### Short exercise:
Format every line of the records below as a JSON list of strings, one string per line, with blank lines left out. Omit the pictures.

________________________

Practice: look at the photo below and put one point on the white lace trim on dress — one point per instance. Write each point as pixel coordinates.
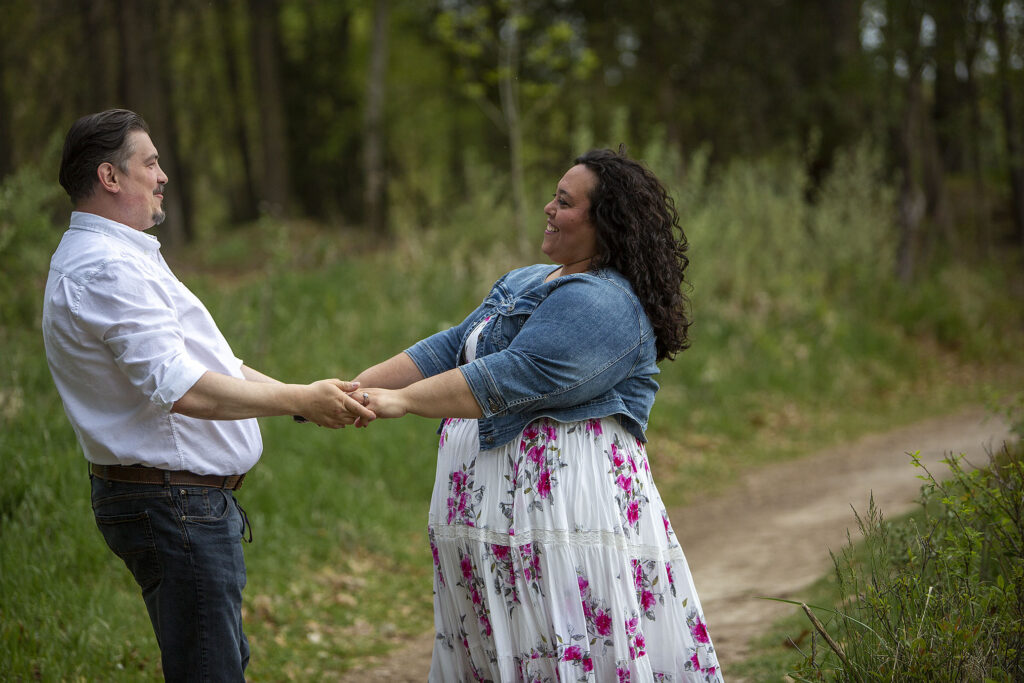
(580, 539)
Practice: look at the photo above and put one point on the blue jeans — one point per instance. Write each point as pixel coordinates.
(183, 546)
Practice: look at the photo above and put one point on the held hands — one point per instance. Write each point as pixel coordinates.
(335, 403)
(382, 402)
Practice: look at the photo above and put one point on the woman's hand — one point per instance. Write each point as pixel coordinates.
(444, 395)
(382, 402)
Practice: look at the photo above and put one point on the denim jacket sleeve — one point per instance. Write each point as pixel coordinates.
(582, 340)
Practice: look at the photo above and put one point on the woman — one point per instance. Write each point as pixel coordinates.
(554, 556)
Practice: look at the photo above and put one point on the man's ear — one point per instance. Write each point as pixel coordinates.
(108, 175)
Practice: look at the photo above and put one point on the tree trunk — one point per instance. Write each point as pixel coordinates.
(376, 191)
(1015, 155)
(510, 110)
(144, 91)
(266, 56)
(6, 139)
(245, 204)
(911, 199)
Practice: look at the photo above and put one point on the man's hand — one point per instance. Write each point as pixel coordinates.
(382, 402)
(329, 404)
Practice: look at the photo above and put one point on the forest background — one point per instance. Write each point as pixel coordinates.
(346, 177)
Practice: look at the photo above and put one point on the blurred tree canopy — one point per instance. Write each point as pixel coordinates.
(337, 111)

________________________

### Final answer:
[
  "Practice: look at the photo below and put one point on the white lace trim on dress — one point per instance. Write each point as pixel coordinates.",
  "(580, 539)",
  "Practice: look at the photo above and put one point on the blue jeans — one point per instance. Write each point as pixel coordinates.",
  "(183, 546)",
  "Practice: look at the photo above and put one point on the held hands — one point per instance. Write each point as pixel coordinates.",
  "(335, 403)",
  "(382, 402)",
  "Practice: look at the photo above and put one point on the woman's hand — one point per instance. Write each point as pixel coordinates.",
  "(444, 395)",
  "(382, 402)",
  "Practice: look at the photo above and put one point on the denim jacket sleeve — one point per instance. Write each point as pixel coordinates.",
  "(582, 340)",
  "Practice: look at the photo above and put one point on the woman — one point per instance. Write each point as pixel coordinates.",
  "(554, 556)",
  "Practice: look at the photo above and put one point on the man's ear — one point per instance. Write each point as pixel coordinates.",
  "(108, 175)",
  "Practice: look at the photo above and put one point on the tree trunk — one point per instance. Write each point as pixel coordinates.",
  "(376, 191)",
  "(1015, 155)",
  "(510, 110)",
  "(144, 91)",
  "(266, 56)",
  "(6, 139)",
  "(245, 204)",
  "(911, 199)",
  "Practice: look at the photo above and put one point on the man's hand — one point per instance. Write each point as pixel coordinates.",
  "(382, 402)",
  "(329, 404)",
  "Practice: look at the photo above and put one point on the forest background — one point per instance. Write each point as pixel coordinates.",
  "(346, 177)",
  "Practice: look at the photo above and put one point on the blurred tree canopy — one point per instance. Write each point as pixel coordinates.",
  "(337, 111)"
]